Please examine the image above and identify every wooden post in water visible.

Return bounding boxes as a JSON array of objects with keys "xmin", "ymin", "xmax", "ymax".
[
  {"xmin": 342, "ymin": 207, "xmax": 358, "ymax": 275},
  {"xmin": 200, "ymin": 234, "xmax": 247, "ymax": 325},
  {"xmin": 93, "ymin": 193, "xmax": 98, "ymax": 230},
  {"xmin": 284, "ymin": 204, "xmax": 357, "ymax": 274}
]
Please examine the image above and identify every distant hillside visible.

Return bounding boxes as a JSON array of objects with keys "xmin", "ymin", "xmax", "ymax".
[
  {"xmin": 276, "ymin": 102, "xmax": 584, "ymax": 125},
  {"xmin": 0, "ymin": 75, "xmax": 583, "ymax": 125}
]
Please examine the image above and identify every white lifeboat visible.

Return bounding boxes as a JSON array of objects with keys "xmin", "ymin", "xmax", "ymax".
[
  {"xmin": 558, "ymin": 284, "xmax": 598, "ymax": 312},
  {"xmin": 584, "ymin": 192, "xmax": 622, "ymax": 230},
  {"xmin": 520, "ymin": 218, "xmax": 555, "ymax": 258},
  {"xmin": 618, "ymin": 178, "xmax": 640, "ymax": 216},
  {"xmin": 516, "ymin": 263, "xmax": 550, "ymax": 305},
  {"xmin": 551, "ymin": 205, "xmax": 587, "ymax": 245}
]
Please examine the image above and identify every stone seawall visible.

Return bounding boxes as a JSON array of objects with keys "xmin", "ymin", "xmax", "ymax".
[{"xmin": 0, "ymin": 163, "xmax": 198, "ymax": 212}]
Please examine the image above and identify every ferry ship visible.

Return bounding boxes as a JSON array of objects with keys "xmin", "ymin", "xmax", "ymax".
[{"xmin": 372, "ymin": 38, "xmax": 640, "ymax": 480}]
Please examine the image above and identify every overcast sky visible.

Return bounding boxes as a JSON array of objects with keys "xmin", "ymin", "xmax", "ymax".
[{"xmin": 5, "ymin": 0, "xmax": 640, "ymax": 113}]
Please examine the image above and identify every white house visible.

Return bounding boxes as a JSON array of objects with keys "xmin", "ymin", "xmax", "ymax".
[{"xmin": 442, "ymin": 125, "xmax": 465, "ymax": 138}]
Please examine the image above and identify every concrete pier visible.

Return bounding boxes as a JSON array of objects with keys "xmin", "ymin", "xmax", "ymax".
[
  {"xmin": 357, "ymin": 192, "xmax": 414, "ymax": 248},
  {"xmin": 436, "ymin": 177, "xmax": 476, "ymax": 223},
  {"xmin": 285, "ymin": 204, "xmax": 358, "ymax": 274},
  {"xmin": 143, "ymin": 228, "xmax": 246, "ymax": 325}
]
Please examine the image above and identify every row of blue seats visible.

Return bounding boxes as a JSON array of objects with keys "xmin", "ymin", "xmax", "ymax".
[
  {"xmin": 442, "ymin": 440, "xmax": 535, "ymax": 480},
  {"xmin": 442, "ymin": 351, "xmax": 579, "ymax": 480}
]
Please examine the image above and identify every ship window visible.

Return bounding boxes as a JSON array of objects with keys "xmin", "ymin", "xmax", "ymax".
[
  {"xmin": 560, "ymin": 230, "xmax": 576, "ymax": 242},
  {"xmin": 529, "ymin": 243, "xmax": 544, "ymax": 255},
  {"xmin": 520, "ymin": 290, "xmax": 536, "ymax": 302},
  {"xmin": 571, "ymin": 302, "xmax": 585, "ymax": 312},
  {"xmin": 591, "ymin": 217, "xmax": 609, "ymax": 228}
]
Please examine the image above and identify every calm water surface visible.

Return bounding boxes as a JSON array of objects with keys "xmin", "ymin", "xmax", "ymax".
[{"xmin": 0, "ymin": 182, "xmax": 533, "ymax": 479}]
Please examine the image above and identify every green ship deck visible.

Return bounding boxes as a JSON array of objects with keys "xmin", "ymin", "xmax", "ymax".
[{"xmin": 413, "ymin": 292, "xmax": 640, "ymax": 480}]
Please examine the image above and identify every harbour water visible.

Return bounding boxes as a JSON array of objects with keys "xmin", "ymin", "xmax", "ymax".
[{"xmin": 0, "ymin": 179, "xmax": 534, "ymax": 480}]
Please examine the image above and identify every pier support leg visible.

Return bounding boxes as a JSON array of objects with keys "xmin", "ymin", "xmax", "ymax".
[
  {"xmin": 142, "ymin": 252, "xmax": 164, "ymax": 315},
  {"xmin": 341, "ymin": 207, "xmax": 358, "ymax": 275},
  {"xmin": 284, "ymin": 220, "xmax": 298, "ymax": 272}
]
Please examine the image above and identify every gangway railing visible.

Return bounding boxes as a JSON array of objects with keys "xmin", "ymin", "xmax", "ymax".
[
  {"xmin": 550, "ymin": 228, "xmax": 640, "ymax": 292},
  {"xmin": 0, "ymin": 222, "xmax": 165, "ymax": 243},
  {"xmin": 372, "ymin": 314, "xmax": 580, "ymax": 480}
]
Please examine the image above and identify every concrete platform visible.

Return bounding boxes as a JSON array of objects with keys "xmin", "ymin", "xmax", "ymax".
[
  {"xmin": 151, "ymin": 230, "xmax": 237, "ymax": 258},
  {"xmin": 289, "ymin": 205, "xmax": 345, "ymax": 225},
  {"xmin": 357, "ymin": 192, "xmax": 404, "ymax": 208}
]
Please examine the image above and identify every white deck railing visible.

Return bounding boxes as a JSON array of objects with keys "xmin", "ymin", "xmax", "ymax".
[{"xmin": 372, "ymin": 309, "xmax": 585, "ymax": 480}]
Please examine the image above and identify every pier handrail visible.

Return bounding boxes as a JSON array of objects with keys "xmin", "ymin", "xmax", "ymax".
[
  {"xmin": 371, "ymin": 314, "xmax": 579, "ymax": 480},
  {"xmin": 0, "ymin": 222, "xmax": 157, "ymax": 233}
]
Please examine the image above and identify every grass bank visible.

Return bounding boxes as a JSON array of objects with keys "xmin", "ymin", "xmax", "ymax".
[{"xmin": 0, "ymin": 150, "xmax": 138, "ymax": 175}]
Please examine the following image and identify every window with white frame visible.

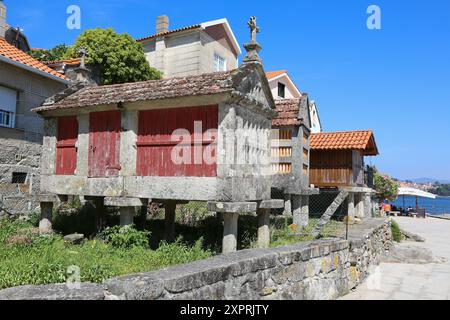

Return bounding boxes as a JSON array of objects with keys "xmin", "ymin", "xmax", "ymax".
[
  {"xmin": 0, "ymin": 86, "xmax": 17, "ymax": 128},
  {"xmin": 214, "ymin": 53, "xmax": 227, "ymax": 72}
]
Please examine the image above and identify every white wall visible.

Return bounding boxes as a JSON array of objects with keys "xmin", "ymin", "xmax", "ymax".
[
  {"xmin": 309, "ymin": 103, "xmax": 322, "ymax": 133},
  {"xmin": 143, "ymin": 26, "xmax": 238, "ymax": 78}
]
▬▬▬
## [TASK BRIEF]
Reproduce every item above verbatim, leaving out the pictures.

## [TASK OUTPUT]
Please examine the image above and identify every wooden post in water visible.

Return bounding boxes as a JSON array of objects with keys "xmin", "ymin", "xmax", "ymax".
[
  {"xmin": 342, "ymin": 207, "xmax": 358, "ymax": 275},
  {"xmin": 200, "ymin": 234, "xmax": 247, "ymax": 325},
  {"xmin": 93, "ymin": 193, "xmax": 98, "ymax": 230},
  {"xmin": 284, "ymin": 204, "xmax": 357, "ymax": 274}
]
Please examine the image above and identify every distant hillside visible.

Return bounding boxes as a JSON array of objects with keys "xmin", "ymin", "xmax", "ymax".
[
  {"xmin": 276, "ymin": 102, "xmax": 584, "ymax": 125},
  {"xmin": 0, "ymin": 75, "xmax": 583, "ymax": 125}
]
Please examine the image above and identify every white lifeboat visible.

Return bounding boxes as a JSON array of objects with keys "xmin", "ymin", "xmax", "ymax".
[
  {"xmin": 558, "ymin": 284, "xmax": 598, "ymax": 312},
  {"xmin": 584, "ymin": 192, "xmax": 622, "ymax": 230},
  {"xmin": 520, "ymin": 218, "xmax": 555, "ymax": 258},
  {"xmin": 618, "ymin": 178, "xmax": 640, "ymax": 216},
  {"xmin": 516, "ymin": 263, "xmax": 550, "ymax": 305},
  {"xmin": 551, "ymin": 205, "xmax": 587, "ymax": 245}
]
Please examine the image above and identify every stone seawall visible.

Return bounding boxes as a JSON array of objects with keys "xmin", "ymin", "xmax", "ymax".
[{"xmin": 0, "ymin": 163, "xmax": 198, "ymax": 212}]
Please examine the image above and identify every ferry ship visible.

Return bounding boxes as a JSON array of objects with keys "xmin", "ymin", "xmax", "ymax".
[{"xmin": 372, "ymin": 38, "xmax": 640, "ymax": 480}]
Please examine the image above and identify every overcast sky visible.

Return bounding boxes as a JSON array of objects with keys "xmin", "ymin", "xmax", "ymax".
[{"xmin": 5, "ymin": 0, "xmax": 640, "ymax": 113}]
Please examine the image above and identify every white house visible.

Return bounding boxes as a JSON array of objects with keys "xmin", "ymin", "xmax", "ymax".
[{"xmin": 442, "ymin": 125, "xmax": 465, "ymax": 138}]
Please examine the image above and identify every concrete pier visible.

Return bounding boxes as a JSON array of objects with keys "xmin", "ymin", "xmax", "ymax".
[
  {"xmin": 357, "ymin": 192, "xmax": 414, "ymax": 248},
  {"xmin": 436, "ymin": 177, "xmax": 476, "ymax": 223},
  {"xmin": 285, "ymin": 204, "xmax": 358, "ymax": 274},
  {"xmin": 143, "ymin": 228, "xmax": 246, "ymax": 325}
]
Please examine the image above and identify every row of blue seats visible.

Return bounding boxes as a JSON array of objects with keys "xmin", "ymin", "xmax", "ymax".
[
  {"xmin": 442, "ymin": 440, "xmax": 535, "ymax": 480},
  {"xmin": 442, "ymin": 351, "xmax": 579, "ymax": 480}
]
Please examine the image above and identify every ship window visible.

Return bounding boxes as a JSON array of objects with keys "xmin", "ymin", "xmax", "ymax".
[
  {"xmin": 560, "ymin": 230, "xmax": 576, "ymax": 242},
  {"xmin": 529, "ymin": 243, "xmax": 544, "ymax": 255},
  {"xmin": 520, "ymin": 290, "xmax": 536, "ymax": 302},
  {"xmin": 571, "ymin": 302, "xmax": 585, "ymax": 312},
  {"xmin": 591, "ymin": 217, "xmax": 609, "ymax": 228}
]
Please examine the image above and identify every calm water surface visible.

Return bounding boxes as a JSON array of objects with keys "xmin", "ymin", "xmax", "ymax".
[{"xmin": 0, "ymin": 182, "xmax": 533, "ymax": 479}]
Please examine the image above and identify every green ship deck visible.

Return bounding boxes as a JSON array of objects with keys "xmin", "ymin", "xmax", "ymax".
[{"xmin": 413, "ymin": 292, "xmax": 640, "ymax": 480}]
Please examine the image above and identify every harbour water visible.

Return bounding boxes as a JSON array of objects with keys "xmin", "ymin", "xmax", "ymax".
[{"xmin": 0, "ymin": 179, "xmax": 534, "ymax": 480}]
Please examine the image above and identify every pier support leg visible.

Return bounding boxes as a JSON array of objects with keys "xmin", "ymin", "xmax", "ymax".
[
  {"xmin": 142, "ymin": 252, "xmax": 164, "ymax": 315},
  {"xmin": 341, "ymin": 207, "xmax": 358, "ymax": 275},
  {"xmin": 284, "ymin": 220, "xmax": 298, "ymax": 272}
]
Please examine the image above and identify every gangway railing visible.

Return bounding boxes as a JSON array of objects with keys "xmin", "ymin", "xmax", "ymax".
[
  {"xmin": 550, "ymin": 228, "xmax": 640, "ymax": 292},
  {"xmin": 0, "ymin": 222, "xmax": 165, "ymax": 243},
  {"xmin": 372, "ymin": 314, "xmax": 580, "ymax": 480}
]
Please examine the image above and identify every concrete platform visible.

Return bounding boxes as a JSON array of objects with keys "xmin", "ymin", "xmax", "ymax".
[
  {"xmin": 151, "ymin": 230, "xmax": 237, "ymax": 258},
  {"xmin": 289, "ymin": 205, "xmax": 345, "ymax": 225},
  {"xmin": 357, "ymin": 192, "xmax": 404, "ymax": 208}
]
Please examine the image above and identify every white deck railing visible.

Return bounding boxes as a JSON array of objects with keys "xmin", "ymin", "xmax", "ymax".
[{"xmin": 372, "ymin": 309, "xmax": 585, "ymax": 480}]
Please examine the image above and identify every pier handrail visible.

Return bounding boxes as a JSON array of objects with keys "xmin", "ymin", "xmax", "ymax".
[
  {"xmin": 371, "ymin": 314, "xmax": 579, "ymax": 480},
  {"xmin": 0, "ymin": 222, "xmax": 157, "ymax": 233}
]
Please examine the image above and identify every grass bank visible.

Return bounding boxes as a JSON array of objects with keys "xmin", "ymin", "xmax", "ymax".
[{"xmin": 0, "ymin": 150, "xmax": 138, "ymax": 175}]
Please examine the following image and identify every window with white frame visible.


Return bounding boxes as a JSON array of objects with keys "xmin", "ymin", "xmax", "ymax".
[
  {"xmin": 0, "ymin": 86, "xmax": 17, "ymax": 128},
  {"xmin": 214, "ymin": 53, "xmax": 227, "ymax": 72}
]
Please examine the image above and identify every white wall visible.

Return bounding boxes as a JSON array of objects with keys "xmin", "ymin", "xmax", "ymax".
[
  {"xmin": 309, "ymin": 103, "xmax": 322, "ymax": 133},
  {"xmin": 143, "ymin": 26, "xmax": 238, "ymax": 78}
]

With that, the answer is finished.